### Kaynak Metin
İnsan denilen varlık gerçekten oldukça ilginç. Onu anlamaya çalışmak, çoğu düşünür için zor bir uğraş olsa da, vazgeçilemeyen; çok katmanlı bir bilgiyi beraberinde getiriyor.
Ben uzun zamandır insanları anlamaya çalışmak yerine, onları olduğu gibi kabul etmeyi seçtim. Oldukça huzurlu bir yol.
Ancak bu “olduğu gibi kabul etme” eylemini teslim olmak anlamında kullanmıyorum. Tartışma ve anlamaya çalışma sürecinde sonuç elde edilemeyecek gibiyse, bir kaplumbağa gibi kendi kabuğumun altındaki sessizliğin keyfini tercih ediyorum.
Evet, şair Edip Cansever’in dizelerinde belirttiği gibi “çoğul yalnızlık” olgusunu yaşarken, 1–7 yaş arası Hamburg’da geçen çocukluğumu bir dizi aracılığıyla hatırladım.
Ben bu dili Türkiye’ye döndüğümde bir ay içinde tamamen unutmuştum.
İnsan, yedi yıl boyunca konuştuğu bir dili bir ayda nasıl unutabilir?
Bu, bu yazının konusu değil.
Ama şu sorunun cevabını ararken başladım bu yolculuğa:
“Tekrar hatırlayıp konuşabilir duruma gelmek için nasıl bir yol izlemeliyim?”
Cevap, ChatGPT ile geldi.
O salt bir yöntem önermedi; sabırla, usta bir öğretmen gibi tüm sorularıma detaylı bir şekilde yanıt verdi. Hazırladığı tablolar, kartlar, mini quizler, hepsi gelişmemi destekledi.
Ve fark ettim ki bu serüven, yalnızca bir dil öğrenme süreci değil — kendi iç sesimi başka bir dilde yeniden kurma çabasıydı.
Bir süre sonra, Almanca yazabildiğimi ve okuyabildiğimi gördüm.
Ancak şu soru içimde kaldı:
“Bedenimizin her hücresine sinmiş İngilizce aksandan nasıl kurtulabilirim?”
Cevap yine ondan geldi.

### Verilen Kayıtlar
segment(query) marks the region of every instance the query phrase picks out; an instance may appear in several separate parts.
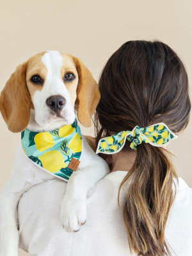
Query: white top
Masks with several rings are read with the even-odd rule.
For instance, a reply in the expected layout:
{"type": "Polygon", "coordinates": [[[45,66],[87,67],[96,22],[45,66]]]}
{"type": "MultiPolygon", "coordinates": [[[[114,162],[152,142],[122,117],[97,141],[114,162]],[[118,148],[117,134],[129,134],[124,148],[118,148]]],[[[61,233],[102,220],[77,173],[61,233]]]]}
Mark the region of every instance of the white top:
{"type": "MultiPolygon", "coordinates": [[[[20,246],[37,256],[136,256],[131,254],[117,196],[127,172],[114,172],[100,180],[88,199],[88,219],[76,233],[60,220],[67,183],[51,180],[35,186],[20,199],[20,246]]],[[[192,189],[179,178],[166,237],[177,256],[192,255],[192,189]]],[[[173,253],[172,253],[173,255],[173,253]]]]}

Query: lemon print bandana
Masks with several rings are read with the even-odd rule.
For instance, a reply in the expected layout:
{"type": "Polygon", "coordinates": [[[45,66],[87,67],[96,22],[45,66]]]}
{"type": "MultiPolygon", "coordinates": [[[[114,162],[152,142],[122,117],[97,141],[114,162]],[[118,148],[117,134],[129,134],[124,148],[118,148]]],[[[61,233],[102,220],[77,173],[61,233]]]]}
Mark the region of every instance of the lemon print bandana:
{"type": "Polygon", "coordinates": [[[130,147],[136,149],[143,142],[155,147],[164,147],[177,138],[164,123],[156,124],[148,127],[136,126],[132,131],[124,131],[100,140],[96,154],[115,154],[124,147],[126,139],[131,141],[130,147]]]}
{"type": "Polygon", "coordinates": [[[77,120],[49,132],[26,129],[21,133],[21,144],[25,154],[35,164],[65,180],[80,163],[83,142],[77,120]]]}

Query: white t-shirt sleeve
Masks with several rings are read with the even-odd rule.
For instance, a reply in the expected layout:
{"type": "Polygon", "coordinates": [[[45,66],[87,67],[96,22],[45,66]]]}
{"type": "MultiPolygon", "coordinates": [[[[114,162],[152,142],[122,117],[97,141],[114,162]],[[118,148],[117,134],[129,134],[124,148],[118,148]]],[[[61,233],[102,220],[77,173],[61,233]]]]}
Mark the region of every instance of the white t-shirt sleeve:
{"type": "MultiPolygon", "coordinates": [[[[25,193],[19,205],[20,246],[36,256],[135,256],[131,254],[118,191],[126,172],[109,173],[88,198],[87,222],[68,233],[60,220],[67,183],[51,180],[25,193]]],[[[166,236],[178,256],[191,256],[192,189],[179,178],[166,236]]]]}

### Alıştırma Görevleri
1 - Aşağıdaki ifadelerin kaynak metinle uyuşup uyuşmadığını belirtin. Her biri için evet ya da hayır deyip kararı belirleyen sözleri kaynak metinden olduğu gibi alıntılayın: (a) Yazar 1–7 yaş arasındaki çocukluğunu Hamburg’da geçirmiştir. (b) ChatGPT yazara yalnızca bir yöntem önermekle yetinmiştir. (c) Yazar bir süre sonra Almanca yazabildiğini ve okuyabildiğini görmüştür.
2 - Kaynak metinde “Ama şu sorunun” sözcüklerinden “yine ondan geldi.” sözcüklerine kadar uzanan bölümü, iki uç da dahil olmak üzere harfi harfine kopyalayın.
3 - Kaynak metne göre “çoğul yalnızlık” olgusu hangi şairin dizelerinde belirtilmiştir?
Yanıtlarınızı yalnızca kaynak metne dayandırın.

### Alıştırma Çözümleri
1 -
(a) Evet: “1–7 yaş arası Hamburg’da geçen çocukluğumu”
(b) Hayır: “O salt bir yöntem önermedi”
(c) Evet: “Almanca yazabildiğimi ve okuyabildiğimi gördüm”

2 -
Ama şu sorunun cevabını ararken başladım bu yolculuğa:
“Tekrar hatırlayıp konuşabilir duruma gelmek için nasıl bir yol izlemeliyim?”
Cevap, ChatGPT ile geldi.
O salt bir yöntem önermedi; sabırla, usta bir öğretmen gibi tüm sorularıma detaylı bir şekilde yanıt verdi. Hazırladığı tablolar, kartlar, mini quizler, hepsi gelişmemi destekledi.
Ve fark ettim ki bu serüven, yalnızca bir dil öğrenme süreci değil — kendi iç sesimi başka bir dilde yeniden kurma çabasıydı.
Bir süre sonra, Almanca yazabildiğimi ve okuyabildiğimi gördüm.
Ancak şu soru içimde kaldı:
“Bedenimizin her hücresine sinmiş İngilizce aksandan nasıl kurtulabilirim?”
Cevap yine ondan geldi.

3 - Şair Edip Cansever’in dizelerinde.